### Task item
Since only part of the records is wanted, repeat exactly the lines from the one containing "drop the box" through the last line, both included.

(Images for object localization)
=-=-=

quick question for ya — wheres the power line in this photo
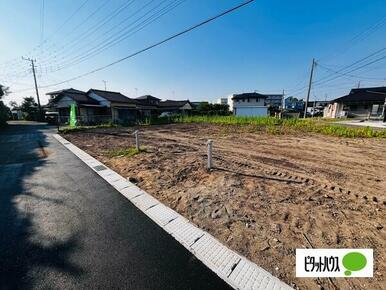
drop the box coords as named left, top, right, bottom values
left=319, top=14, right=386, bottom=62
left=50, top=0, right=185, bottom=72
left=21, top=0, right=255, bottom=90
left=287, top=47, right=386, bottom=96
left=47, top=0, right=168, bottom=69
left=313, top=54, right=386, bottom=87
left=317, top=62, right=386, bottom=80
left=40, top=0, right=45, bottom=45
left=36, top=0, right=133, bottom=67
left=39, top=0, right=91, bottom=47
left=0, top=0, right=91, bottom=70
left=314, top=47, right=386, bottom=85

=-=-=

### Answer space
drop the box coords as named left, top, right, bottom values
left=319, top=14, right=386, bottom=62
left=50, top=0, right=185, bottom=72
left=21, top=0, right=255, bottom=90
left=287, top=47, right=386, bottom=96
left=47, top=0, right=168, bottom=69
left=313, top=54, right=386, bottom=87
left=317, top=62, right=386, bottom=80
left=40, top=0, right=45, bottom=45
left=36, top=0, right=133, bottom=67
left=39, top=0, right=91, bottom=47
left=0, top=0, right=91, bottom=70
left=314, top=47, right=386, bottom=85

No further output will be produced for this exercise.